[Coordinate annotation entries]
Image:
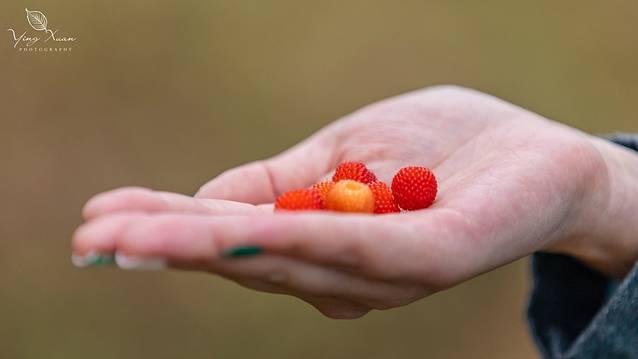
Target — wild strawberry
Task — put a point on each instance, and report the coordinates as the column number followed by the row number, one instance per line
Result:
column 306, row 199
column 323, row 188
column 383, row 198
column 414, row 188
column 350, row 196
column 355, row 171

# Stated goal
Quote the records above in full, word for word, but leave out the pictures.

# Solution to this task
Image:
Target — wild strawberry
Task — put a point on each instance, and report the coordinates as the column number followed by the row number, one instance per line
Result:
column 306, row 199
column 323, row 188
column 383, row 198
column 414, row 188
column 350, row 196
column 355, row 171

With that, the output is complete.